Referring expression data:

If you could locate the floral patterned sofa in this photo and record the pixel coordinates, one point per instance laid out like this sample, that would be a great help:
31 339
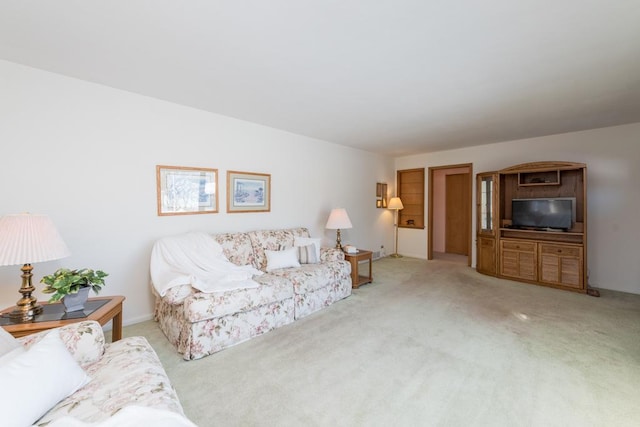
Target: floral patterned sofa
124 374
199 324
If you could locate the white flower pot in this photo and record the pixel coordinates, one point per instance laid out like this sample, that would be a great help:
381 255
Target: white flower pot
75 302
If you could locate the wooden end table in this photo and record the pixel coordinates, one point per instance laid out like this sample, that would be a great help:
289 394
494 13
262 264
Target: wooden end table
354 259
100 309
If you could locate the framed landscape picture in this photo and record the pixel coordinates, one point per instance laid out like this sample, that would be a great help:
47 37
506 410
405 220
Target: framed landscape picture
248 192
186 191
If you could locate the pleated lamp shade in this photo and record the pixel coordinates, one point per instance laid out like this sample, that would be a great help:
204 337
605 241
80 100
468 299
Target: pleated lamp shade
28 238
395 203
338 219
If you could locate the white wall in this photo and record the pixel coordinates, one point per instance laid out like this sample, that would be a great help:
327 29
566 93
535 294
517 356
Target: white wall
85 155
612 156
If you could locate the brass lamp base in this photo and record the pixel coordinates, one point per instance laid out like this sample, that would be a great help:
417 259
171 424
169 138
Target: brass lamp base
27 307
338 240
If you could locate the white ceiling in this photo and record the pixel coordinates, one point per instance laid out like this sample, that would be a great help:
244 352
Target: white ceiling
391 76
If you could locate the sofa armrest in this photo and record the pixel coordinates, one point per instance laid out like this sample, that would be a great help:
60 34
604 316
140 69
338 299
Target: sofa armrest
331 254
84 340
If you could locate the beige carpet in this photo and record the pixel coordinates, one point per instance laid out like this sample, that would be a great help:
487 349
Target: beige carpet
428 343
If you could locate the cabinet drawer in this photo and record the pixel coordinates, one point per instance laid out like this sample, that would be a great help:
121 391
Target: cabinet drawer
568 251
518 245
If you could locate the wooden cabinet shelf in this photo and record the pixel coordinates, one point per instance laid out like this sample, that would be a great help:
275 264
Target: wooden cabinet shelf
545 257
539 178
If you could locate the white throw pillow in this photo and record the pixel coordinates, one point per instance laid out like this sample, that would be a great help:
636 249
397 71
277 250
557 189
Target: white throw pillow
37 380
304 241
282 259
7 342
307 254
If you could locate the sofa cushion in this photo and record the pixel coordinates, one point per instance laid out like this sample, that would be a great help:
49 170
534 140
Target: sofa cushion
201 306
129 373
84 340
47 364
311 277
237 248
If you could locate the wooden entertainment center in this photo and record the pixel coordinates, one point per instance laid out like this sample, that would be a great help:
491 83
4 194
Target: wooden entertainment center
549 257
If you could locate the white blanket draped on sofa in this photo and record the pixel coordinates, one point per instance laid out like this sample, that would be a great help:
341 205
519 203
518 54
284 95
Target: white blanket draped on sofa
198 260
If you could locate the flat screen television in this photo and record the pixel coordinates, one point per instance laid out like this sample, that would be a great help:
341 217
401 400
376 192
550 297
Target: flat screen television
552 213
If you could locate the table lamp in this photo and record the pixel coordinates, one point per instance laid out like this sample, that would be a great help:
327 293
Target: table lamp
396 204
338 219
25 239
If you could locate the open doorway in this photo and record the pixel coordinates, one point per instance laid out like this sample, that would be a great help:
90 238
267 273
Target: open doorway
450 212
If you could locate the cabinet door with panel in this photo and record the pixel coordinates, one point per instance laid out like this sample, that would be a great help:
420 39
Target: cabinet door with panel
486 223
561 265
519 259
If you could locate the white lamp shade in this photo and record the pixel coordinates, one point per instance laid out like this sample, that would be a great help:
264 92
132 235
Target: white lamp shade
338 219
27 238
395 203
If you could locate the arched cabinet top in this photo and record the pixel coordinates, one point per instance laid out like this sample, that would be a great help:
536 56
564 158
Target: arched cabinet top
542 166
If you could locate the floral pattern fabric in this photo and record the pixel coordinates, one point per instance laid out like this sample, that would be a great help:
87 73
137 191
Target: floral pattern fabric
127 372
199 324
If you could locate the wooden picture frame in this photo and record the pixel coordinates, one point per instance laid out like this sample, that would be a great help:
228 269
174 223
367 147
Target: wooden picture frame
185 190
248 192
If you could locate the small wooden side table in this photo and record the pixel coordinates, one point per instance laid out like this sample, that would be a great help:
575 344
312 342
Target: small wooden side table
101 309
354 259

> **Assignment**: All of the entries above are to be transcribed word for word, with no pictures included.

> **Exercise solution**:
If you could locate the floral patterned sofa in this photo and record the pixel coordinates, one point per instance laid out like this sample, that would be a great help:
31 339
Target: floral patterned sofa
124 374
199 324
If you could locate the white flower pot in this photo and record the pixel coordinates, one point per instance laid out like this sample, that would be a great help:
381 255
Target: white flower pot
75 302
If you could locate the wooden end table in this photo and record the pixel coordinates, one point per instance laid out like this sample, that would be a great help:
289 394
494 13
262 264
Target: wooden end table
354 259
100 309
If you could locate the framed landscape picture in this photo and record the pixel coordinates, one point per instance laid out like this sample, that would be a great help:
47 37
506 410
405 220
Target: framed landscape picture
248 192
186 191
If you could locate the pleated lamp shade in this photo and record the pixel coordinates, one point per instance laid out like this sample, that would be a great help:
204 337
605 241
80 100
468 299
Target: pleated lamp shade
28 238
395 203
338 219
If you could locate the white wall in this photo and record the pixel coordinates, one point per instance laid out like this sample, that would be a great help:
327 29
566 93
535 294
517 356
Target: white wall
85 155
612 156
If you could locate the brass lamp base in this photo and record the pixel coordinates, one point per instance laid out like this sample, that would be a great help:
417 259
171 424
169 138
Target: brass lamp base
27 307
338 240
If you could locate the white ceiling in this photo and record the pixel coordinates, one point per instance laid out like this sample, that would be a great help:
244 352
Target: white ceiling
391 76
If you could locate the sofa armrest in this photo and record the pixel coordinates, one point per instance laid out like this sample, that would be a great help:
60 34
604 316
140 69
338 299
Target: sofa armrest
331 254
84 340
If you could locate the beige carpet in this photo and record the pixel coordinates, one point per instance laid out like this sample, that would be a great help:
487 349
Target: beige carpet
428 343
If you could locate the cabinet drawer in this photo and record the pixel coordinates, one point per instance laid out like this sample, that would be a great help:
121 391
Target: cabinet drawer
568 251
518 245
If you could locate the wooden cabinet shelf in this photo and record the pixel coordinates, one point per instance laid out like this sample, that would be a great help:
275 264
Target: wooden cabinet shelf
545 257
539 178
If you could locate the white throw pillow in this photo and record the pixel coordinates, one point per instance laid out like this sample, that would be a great help:
636 249
397 71
277 250
557 189
Target: white throw pillow
37 380
304 241
282 259
7 342
307 254
If you could locate the sofa cushion in this photo and record the pixel coordinates, one point per instance laid out like this sample, that would be a great help:
49 170
534 140
Target: sofa cushion
201 306
129 373
84 340
47 364
311 277
237 248
If you could locate the wooden entertainment center in this photo and record the pixel coordinates, one point per instance laid out like this sample, that would be a great help:
491 83
4 194
Target: wooden entertainment center
549 257
If you could locate the white blanket draped on sofa in this photo and record the pixel coordinates, one point per instance laid out like this sample, that would be a great help:
341 205
519 203
518 54
284 95
Target: white blanket draped on sofa
198 260
If you could locate the flat screen television in this photo and record the pixel coordinates, one point per instance laid out like this sample, that would be a great help:
341 217
401 400
376 192
550 297
Target: flat screen television
552 213
If you could locate the table lamp in this photo and record the pixel coordinates, one point per instance laid out like this sample, that would be a great help:
327 293
Target: table lamp
396 204
338 219
25 239
If you could locate the open doorway in this photo and record the pixel coordinates, one point per instance laid out like this sample, that would be a great help:
90 238
267 273
Target: open doorway
450 212
If you could locate the cabinet door with panel in this photo and record the pixel coordinates, one point per instance laid out like this sample, that would be a great help:
420 39
Target: cabinet door with panel
486 223
561 265
519 259
If you could locate the white lamp shade in this photo and record the pixel coordinates, one point per instance laid out like this sample, that would be a great help:
264 92
132 235
Target: white lamp shade
338 219
27 238
395 203
If you could locate the arched cabinet top in this photo and record the pixel coordinates, one point per instance laid out like this sample, that would be a great help:
536 56
564 158
Target: arched cabinet top
542 166
If you could locate the floral pattern fabric in this photo and record the pixel coordinates, one point per instance laid out like this sample, that would be a great help:
87 73
137 191
Target: floral pattern fabric
127 372
199 324
If you could locate the wooden picture frame in this photo and record the pixel coordinates, one point per instance laid out like this sample, that would be a great help:
228 269
174 223
367 147
Target: wooden picture frame
185 190
248 192
If you could locate the small wooden side table in this photo and record the pixel coordinates, one point per instance laid out like this sample, that would be a great help:
575 344
312 342
Target: small wooden side table
101 309
354 259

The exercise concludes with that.